Written exercise A:
Please pull out every line of the records below that contains the word "person", and copy each of those lines unchanged.

The opinion of the court was delivered by: Green, J.:

Affirmed.

Before ARNOLD-BURGER, P.J., GREEN, J., and HEBERT, S.J.

Bank of America, the mortgage note holder, brought an action to foreclose on Dennis Inda's mortgage after he defaulted on his loan. The trial court granted Bank of America's motion for summary judgment, finding that Bank of America was the holder of the note (Note) and the mortgage (Mortgage) and that Inda had defaulted on the loan. We affirm.

On March 30, 2007, Inda executed and delivered the Note to Pulaski Bank (Pulaski), promising to pay Pulaski the principal sum of $244,000 plus interest in monthly installments. As security for the Note, Inda and his wife, Jacque Gichuki, signed the Mortgage on their Olathe home, which was filed with the Johnson County register of deeds on April 3, 2007.

The Mortgage defines the Mortgage Electronic Registration Systems, Inc. (MERS), a separate corporation, as the mortgagee and states that MERS is acting "solely as nominee" for Pulaski and Pulaski's successors and assigns.

The Note was endorsed by Pulaski to Countrywide Bank, N.A. Countrywide Bank, FSB, formerly known as Countrywide Bank N.A., endorsed the Note to Countrywide Home Loans, Inc. Countrywide Home Loans, Inc., then endorsed the Note "in blank."

Inda challenged Bank of America's standing to foreclose.

Inda eventually defaulted on the Note, so on January 25, 2010, Bank of America filed the foreclosure action which is the underlying subject matter of this case.

Inda challenged Bank of America's standing to foreclose arguing that Bank of America was not the owner of the Note. Inda maintained that Bank of America was simply the servicer of the Note and not the owner; therefore, it did not have standing to foreclose. Inda further contended that Bank of America committed fraud by alleging that it was the owner of the Note at times while also alleging that it was the servicer of the Note.

[Region labeling records]
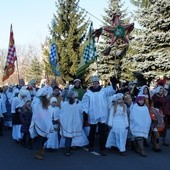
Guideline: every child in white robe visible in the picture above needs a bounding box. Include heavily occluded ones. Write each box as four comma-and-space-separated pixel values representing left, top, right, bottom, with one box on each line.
106, 93, 129, 156
130, 95, 151, 157
44, 97, 59, 151
59, 91, 86, 156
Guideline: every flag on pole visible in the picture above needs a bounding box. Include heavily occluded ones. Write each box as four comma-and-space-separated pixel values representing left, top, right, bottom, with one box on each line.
2, 24, 17, 81
76, 22, 97, 77
50, 39, 60, 76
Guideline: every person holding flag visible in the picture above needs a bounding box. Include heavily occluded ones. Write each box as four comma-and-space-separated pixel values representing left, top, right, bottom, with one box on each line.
2, 24, 17, 81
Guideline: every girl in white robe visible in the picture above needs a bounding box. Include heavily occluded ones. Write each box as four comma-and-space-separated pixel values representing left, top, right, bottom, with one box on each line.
130, 95, 151, 157
60, 91, 86, 156
44, 97, 59, 151
106, 93, 129, 156
11, 88, 22, 141
29, 87, 54, 159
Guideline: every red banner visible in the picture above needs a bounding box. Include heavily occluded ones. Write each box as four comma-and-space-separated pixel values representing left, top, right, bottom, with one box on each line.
2, 25, 17, 81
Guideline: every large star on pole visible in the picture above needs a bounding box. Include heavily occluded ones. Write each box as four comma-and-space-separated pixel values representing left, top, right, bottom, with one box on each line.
92, 14, 134, 55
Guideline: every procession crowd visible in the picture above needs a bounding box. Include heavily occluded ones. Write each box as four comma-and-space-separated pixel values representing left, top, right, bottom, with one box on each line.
0, 76, 170, 160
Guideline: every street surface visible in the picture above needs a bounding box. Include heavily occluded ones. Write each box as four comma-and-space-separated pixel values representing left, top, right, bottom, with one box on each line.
0, 129, 170, 170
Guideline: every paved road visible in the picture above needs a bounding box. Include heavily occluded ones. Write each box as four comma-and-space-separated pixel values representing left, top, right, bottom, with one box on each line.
0, 130, 170, 170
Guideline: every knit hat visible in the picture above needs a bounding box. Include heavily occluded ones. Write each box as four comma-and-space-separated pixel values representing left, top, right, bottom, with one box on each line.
36, 86, 48, 97
74, 79, 81, 83
115, 93, 123, 101
136, 95, 145, 103
67, 90, 75, 98
50, 97, 57, 104
91, 75, 100, 82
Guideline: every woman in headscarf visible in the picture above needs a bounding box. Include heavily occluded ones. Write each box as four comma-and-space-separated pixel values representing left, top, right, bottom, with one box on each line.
106, 93, 129, 156
152, 86, 170, 146
130, 95, 151, 157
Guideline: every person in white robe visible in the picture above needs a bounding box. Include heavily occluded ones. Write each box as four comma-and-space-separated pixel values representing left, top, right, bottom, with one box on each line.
11, 88, 23, 141
59, 91, 87, 156
2, 85, 13, 129
106, 93, 129, 156
82, 76, 117, 156
0, 88, 6, 136
130, 95, 151, 157
29, 86, 54, 160
44, 97, 60, 151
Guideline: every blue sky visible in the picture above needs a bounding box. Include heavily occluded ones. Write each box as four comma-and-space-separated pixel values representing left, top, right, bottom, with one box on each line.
0, 0, 135, 49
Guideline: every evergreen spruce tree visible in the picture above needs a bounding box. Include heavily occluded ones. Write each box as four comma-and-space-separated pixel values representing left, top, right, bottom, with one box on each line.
51, 0, 87, 81
27, 57, 42, 83
133, 0, 170, 78
97, 0, 129, 80
42, 38, 54, 79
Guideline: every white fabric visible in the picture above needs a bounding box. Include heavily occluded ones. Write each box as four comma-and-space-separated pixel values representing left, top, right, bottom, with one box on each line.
138, 85, 149, 96
0, 98, 6, 117
44, 130, 59, 149
44, 105, 59, 149
30, 99, 53, 138
59, 101, 83, 137
82, 86, 115, 124
106, 105, 129, 152
12, 125, 23, 141
130, 103, 151, 138
11, 97, 21, 113
60, 131, 89, 148
151, 86, 164, 97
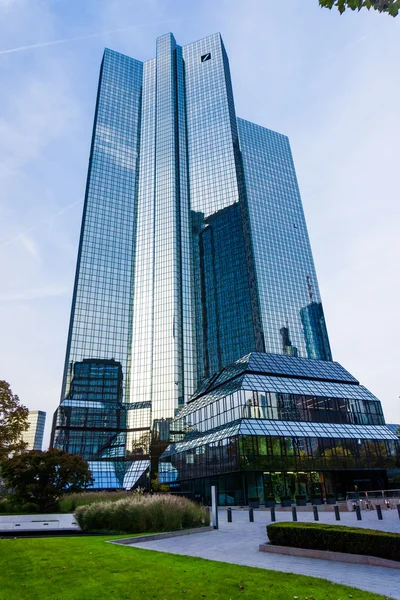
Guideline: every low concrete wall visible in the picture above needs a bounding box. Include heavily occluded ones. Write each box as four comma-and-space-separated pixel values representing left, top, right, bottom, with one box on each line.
258, 543, 400, 569
0, 514, 80, 532
108, 525, 214, 546
230, 502, 348, 513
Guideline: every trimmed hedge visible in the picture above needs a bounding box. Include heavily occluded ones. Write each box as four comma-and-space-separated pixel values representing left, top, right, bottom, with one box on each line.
267, 523, 400, 561
75, 494, 210, 533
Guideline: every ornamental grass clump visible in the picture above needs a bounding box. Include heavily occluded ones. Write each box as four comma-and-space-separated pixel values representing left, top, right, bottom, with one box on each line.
75, 494, 210, 533
58, 490, 133, 513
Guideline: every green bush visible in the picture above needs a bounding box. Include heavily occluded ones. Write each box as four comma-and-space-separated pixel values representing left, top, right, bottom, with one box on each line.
267, 523, 400, 561
75, 494, 210, 533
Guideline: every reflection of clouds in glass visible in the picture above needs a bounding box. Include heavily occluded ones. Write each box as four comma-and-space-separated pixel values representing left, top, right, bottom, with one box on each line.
95, 123, 138, 171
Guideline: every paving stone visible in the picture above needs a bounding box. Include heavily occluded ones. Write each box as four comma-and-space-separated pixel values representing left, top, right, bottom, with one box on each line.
130, 509, 400, 600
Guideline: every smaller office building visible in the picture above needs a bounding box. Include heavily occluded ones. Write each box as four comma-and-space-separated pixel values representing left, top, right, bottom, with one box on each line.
158, 352, 400, 505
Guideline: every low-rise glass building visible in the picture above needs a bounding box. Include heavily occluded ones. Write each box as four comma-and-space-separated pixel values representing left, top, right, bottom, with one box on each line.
159, 352, 400, 504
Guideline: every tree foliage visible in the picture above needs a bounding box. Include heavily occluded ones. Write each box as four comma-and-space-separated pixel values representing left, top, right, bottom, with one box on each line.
319, 0, 400, 17
1, 449, 93, 512
0, 381, 29, 461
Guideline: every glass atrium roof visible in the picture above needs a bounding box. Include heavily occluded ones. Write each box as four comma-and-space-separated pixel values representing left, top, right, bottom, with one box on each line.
191, 352, 359, 401
162, 419, 398, 458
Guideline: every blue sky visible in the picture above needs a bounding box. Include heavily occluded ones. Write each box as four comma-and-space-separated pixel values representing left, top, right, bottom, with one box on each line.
0, 0, 400, 435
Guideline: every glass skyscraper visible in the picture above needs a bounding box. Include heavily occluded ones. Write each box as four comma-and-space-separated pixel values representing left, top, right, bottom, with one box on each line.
52, 33, 396, 488
22, 410, 46, 450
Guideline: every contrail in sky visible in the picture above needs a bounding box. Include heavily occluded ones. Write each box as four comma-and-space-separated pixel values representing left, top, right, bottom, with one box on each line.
0, 200, 82, 250
0, 19, 179, 54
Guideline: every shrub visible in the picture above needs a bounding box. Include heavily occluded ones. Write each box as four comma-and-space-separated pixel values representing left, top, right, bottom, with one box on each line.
267, 523, 400, 561
75, 494, 210, 533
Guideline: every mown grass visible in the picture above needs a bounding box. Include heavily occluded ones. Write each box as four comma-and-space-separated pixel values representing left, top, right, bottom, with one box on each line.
0, 534, 383, 600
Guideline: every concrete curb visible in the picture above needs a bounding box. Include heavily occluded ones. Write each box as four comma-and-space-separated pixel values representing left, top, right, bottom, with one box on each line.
258, 543, 400, 569
107, 525, 214, 546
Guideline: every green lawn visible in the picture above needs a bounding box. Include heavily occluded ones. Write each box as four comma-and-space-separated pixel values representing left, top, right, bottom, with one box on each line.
0, 535, 388, 600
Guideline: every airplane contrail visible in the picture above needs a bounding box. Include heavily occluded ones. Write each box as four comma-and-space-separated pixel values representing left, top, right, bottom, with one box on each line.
0, 19, 179, 54
0, 199, 82, 250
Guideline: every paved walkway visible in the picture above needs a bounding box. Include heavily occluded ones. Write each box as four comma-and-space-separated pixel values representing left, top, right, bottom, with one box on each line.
128, 510, 400, 600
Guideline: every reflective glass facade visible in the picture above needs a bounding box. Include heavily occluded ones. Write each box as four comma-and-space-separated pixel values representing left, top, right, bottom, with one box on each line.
22, 410, 46, 450
51, 33, 381, 488
159, 353, 400, 504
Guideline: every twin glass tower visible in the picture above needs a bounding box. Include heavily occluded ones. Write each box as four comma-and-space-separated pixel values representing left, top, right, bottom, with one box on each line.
52, 33, 340, 488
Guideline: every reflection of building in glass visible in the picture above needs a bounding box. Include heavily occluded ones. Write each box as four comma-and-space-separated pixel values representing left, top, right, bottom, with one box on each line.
52, 34, 390, 487
22, 410, 46, 450
300, 302, 332, 360
159, 353, 400, 504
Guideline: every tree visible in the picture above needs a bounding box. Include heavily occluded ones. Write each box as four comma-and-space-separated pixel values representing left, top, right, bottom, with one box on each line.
0, 381, 29, 461
1, 448, 93, 512
319, 0, 400, 17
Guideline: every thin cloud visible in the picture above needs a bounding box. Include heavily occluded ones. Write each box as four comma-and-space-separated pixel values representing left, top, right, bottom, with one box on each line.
0, 200, 82, 250
19, 234, 42, 262
0, 19, 181, 54
0, 285, 71, 303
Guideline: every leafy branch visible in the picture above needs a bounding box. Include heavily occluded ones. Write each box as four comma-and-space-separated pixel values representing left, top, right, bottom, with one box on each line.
319, 0, 400, 17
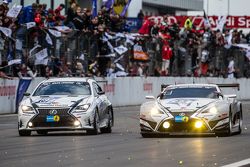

Written exercise B:
According to the court opinion above, on what date did Bank of America file the foreclosure action?

Problem solution A:
Guideline: every person holding flag visible in the picture above needs a bounding box. Include heavily occluded ones. Write each box as four comma-and-space-separated pixel values representing left, top, right, bottom, with one box on each line.
Guideline: every person in white robe visible in the picture above needs a bounding box. Include heavily occluded ones. Write each box as four comma-and-space-separated pixel values representing left, top, right, bottom, with one box on each line.

Problem solution B:
January 25, 2010